**WHAT THE TASK ASKS:** Rewrite the records from the line containing "bench seat, which" through the end of the records, keeping every line, requests included. In the answer points only, multiply each x and y coordinate by 1.5 and round to a whole number, with halves rounding up. Leave the numbers in the requests and their sample points unchanged.

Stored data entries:

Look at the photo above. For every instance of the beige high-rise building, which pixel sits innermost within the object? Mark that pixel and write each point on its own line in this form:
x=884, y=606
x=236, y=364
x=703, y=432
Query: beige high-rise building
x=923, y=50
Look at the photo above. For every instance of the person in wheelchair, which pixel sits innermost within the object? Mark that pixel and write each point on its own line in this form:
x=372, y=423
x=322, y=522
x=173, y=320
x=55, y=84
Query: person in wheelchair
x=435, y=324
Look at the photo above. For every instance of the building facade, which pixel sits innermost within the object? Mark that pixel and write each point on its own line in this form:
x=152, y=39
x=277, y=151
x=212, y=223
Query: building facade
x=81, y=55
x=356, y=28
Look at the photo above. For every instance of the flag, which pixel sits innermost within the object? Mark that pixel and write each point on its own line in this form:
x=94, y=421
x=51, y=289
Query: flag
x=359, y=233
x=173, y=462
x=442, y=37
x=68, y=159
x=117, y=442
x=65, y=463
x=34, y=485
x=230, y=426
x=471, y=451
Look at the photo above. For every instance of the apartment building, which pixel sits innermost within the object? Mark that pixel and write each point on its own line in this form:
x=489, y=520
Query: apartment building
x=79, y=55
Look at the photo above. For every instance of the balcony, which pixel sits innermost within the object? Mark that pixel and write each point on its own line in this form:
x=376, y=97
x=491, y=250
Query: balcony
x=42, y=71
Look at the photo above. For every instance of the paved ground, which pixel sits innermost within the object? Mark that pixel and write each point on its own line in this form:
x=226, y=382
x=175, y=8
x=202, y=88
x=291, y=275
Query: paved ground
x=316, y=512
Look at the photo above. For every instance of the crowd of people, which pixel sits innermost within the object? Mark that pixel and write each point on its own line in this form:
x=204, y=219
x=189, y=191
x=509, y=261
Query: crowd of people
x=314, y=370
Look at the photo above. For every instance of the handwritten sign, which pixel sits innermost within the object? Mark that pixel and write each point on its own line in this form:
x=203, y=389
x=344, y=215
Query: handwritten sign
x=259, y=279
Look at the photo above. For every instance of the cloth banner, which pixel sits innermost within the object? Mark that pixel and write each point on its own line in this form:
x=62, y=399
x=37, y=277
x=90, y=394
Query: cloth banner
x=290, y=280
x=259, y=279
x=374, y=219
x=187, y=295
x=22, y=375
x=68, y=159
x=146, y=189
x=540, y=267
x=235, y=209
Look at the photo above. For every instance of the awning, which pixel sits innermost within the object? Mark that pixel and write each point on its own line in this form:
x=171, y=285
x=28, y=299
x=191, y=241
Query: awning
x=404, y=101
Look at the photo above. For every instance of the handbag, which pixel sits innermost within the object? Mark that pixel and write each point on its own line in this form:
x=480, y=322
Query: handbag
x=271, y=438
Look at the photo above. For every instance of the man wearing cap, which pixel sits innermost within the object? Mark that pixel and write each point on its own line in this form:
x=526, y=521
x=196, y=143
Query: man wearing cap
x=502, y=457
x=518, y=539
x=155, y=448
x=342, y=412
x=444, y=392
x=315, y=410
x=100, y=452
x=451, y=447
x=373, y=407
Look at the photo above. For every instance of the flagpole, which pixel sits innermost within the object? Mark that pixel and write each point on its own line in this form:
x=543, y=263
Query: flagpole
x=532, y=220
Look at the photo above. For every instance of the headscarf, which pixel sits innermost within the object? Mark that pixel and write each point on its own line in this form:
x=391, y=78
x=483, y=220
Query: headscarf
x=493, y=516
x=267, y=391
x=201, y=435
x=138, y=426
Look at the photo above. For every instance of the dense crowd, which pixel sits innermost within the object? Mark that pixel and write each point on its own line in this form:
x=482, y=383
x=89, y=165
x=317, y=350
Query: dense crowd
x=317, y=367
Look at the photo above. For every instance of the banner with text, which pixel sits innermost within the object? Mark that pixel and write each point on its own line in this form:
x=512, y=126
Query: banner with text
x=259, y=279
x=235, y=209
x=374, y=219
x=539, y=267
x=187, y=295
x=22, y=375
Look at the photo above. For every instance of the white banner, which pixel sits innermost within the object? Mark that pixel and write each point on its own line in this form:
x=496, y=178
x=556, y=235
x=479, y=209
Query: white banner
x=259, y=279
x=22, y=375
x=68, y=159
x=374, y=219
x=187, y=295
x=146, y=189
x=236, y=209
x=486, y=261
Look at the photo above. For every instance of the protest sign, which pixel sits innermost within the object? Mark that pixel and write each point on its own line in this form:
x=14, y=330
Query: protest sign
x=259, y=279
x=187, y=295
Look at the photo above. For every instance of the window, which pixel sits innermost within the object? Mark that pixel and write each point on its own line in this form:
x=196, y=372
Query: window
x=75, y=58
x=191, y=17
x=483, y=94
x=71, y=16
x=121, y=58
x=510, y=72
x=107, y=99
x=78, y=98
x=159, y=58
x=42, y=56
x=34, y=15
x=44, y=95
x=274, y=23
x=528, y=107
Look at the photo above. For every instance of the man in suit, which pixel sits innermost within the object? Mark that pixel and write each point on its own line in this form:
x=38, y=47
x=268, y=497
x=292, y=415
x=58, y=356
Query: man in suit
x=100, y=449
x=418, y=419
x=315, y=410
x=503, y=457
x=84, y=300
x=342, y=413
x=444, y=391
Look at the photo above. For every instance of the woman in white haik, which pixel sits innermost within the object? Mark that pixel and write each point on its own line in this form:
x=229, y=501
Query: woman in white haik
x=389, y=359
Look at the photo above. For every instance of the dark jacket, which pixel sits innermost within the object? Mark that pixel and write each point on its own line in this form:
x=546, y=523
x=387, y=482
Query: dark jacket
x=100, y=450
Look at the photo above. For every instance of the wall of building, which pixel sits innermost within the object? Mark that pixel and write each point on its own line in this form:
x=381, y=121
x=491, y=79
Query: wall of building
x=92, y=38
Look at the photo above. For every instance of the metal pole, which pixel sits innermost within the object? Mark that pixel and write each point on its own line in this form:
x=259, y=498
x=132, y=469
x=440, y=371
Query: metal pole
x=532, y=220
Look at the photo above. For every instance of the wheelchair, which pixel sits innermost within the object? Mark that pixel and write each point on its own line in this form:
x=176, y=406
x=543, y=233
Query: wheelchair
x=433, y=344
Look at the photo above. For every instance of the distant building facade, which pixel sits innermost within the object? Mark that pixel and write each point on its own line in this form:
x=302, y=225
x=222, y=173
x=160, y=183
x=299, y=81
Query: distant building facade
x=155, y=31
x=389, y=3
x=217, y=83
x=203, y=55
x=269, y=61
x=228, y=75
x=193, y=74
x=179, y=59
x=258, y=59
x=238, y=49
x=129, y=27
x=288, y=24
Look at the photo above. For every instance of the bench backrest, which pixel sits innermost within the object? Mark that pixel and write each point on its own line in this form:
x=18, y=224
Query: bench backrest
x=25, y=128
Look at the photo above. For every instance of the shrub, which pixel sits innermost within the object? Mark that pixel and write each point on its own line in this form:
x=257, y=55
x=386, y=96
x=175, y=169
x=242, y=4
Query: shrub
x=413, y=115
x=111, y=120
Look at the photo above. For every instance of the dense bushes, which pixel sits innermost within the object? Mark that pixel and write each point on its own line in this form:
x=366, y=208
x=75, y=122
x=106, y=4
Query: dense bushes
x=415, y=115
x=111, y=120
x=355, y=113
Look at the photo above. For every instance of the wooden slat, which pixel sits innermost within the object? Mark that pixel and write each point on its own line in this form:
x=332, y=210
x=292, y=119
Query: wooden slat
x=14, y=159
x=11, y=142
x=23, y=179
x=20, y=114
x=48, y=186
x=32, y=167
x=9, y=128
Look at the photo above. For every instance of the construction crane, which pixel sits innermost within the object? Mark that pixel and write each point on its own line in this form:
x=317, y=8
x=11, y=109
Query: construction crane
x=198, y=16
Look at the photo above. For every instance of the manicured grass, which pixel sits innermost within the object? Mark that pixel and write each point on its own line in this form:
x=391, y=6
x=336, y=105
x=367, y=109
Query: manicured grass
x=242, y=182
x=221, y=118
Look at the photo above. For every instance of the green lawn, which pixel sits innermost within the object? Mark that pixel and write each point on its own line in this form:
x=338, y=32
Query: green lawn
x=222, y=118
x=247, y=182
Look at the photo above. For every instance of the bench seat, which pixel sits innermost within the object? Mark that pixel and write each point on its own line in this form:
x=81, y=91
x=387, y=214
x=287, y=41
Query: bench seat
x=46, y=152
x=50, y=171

**COMPLETED TASK:**
Look at the photo above. For every instance of the bench seat, which pixel sits innermost within the object? Mark that pixel and write each point on its own line in this form:
x=81, y=91
x=387, y=214
x=287, y=41
Query: bench seat
x=69, y=228
x=75, y=257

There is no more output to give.